▸ Text excerpt
+ + + + +
Quantifying the gains of coordinated bidding can be an instructive exercise to inform short-term operations for producers. In order to contribute to the general insight in the problem, careful attention and discussion of appropriate modelling choices are needed. There are especially two recurring problematic issues in these types of studies, (i) how to ensure a realistic distribution of volumes between markets, and (ii) how to build a scenario tree that reflects the price uncertainty in all markets.

As discussed in Sect. 2, the volumes traded in the intraday and balancing market are lower than the volumes in the day-ahead market. How can a model be formulated to reflect such a behaviour? There are at least two ways to handle this properly:

  • Model price response

  • Model the volumes and prices in subsequent markets as bounded and event-driven

The first approach is suited for a liquid intraday market, where volumes can always be sold if the price just get low enough. At least the intercept of the inverse demand function should be modelled as a stochastic variable, to account for unpredictable over- or under supply from the day-ahead market as more accurate predictions on load and renewable generation are available. The second approach is better for balancing markets and illiquid intraday markets where finding a counterpart can be a challenge, or the SO intervenes in the balancing market in the opposite direction of which the producer needs to trade. However, previous authors have rarely chosen either of these two approaches, but settled for one of two simplistic solutions, (i) no implicit or explicit limits to how much can be traded in the intraday or balancing market, (ii) a fixed, arbitrary limit to how much can be traded in the intraday market. The approach using a fixed limit was done by Faria and Fleten (2011), whereas Boomsma et al (2014) opted for no limits at all, and price response has been used by Plazas et al (2005), Ugedo et al (2006), Boomsma et al (2014) and Löhndorf and Wozabal (2022).
+ + + + +
▸ Rows
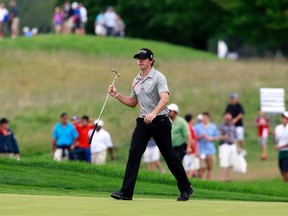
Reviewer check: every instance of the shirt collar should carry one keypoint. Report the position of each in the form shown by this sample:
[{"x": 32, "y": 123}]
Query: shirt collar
[{"x": 150, "y": 74}]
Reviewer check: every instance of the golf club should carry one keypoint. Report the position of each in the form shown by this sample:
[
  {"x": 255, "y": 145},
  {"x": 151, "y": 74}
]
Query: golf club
[{"x": 99, "y": 117}]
+ + + + +
▸ Directives
[A] In the coordinated bidding text, which of the two approaches is suited for a liquid intraday market?
[B] List every work that the coordinated bidding text cites as having used price response.
[C] Print the part of the coordinated bidding text that starts at "Quantifying the gains" and ends at "in all markets.".

▸ Task-by-task solutions
[A] Modeling price response.

[B] Plazas et al (2005), Ugedo et al (2006), Boomsma et al (2014), Löhndorf and Wozabal (2022)

[C]
Quantifying the gains of coordinated bidding can be an instructive exercise to inform short-term operations for producers. In order to contribute to the general insight in the problem, careful attention and discussion of appropriate modelling choices are needed. There are especially two recurring problematic issues in these types of studies, (i) how to ensure a realistic distribution of volumes between markets, and (ii) how to build a scenario tree that reflects the price uncertainty in all markets.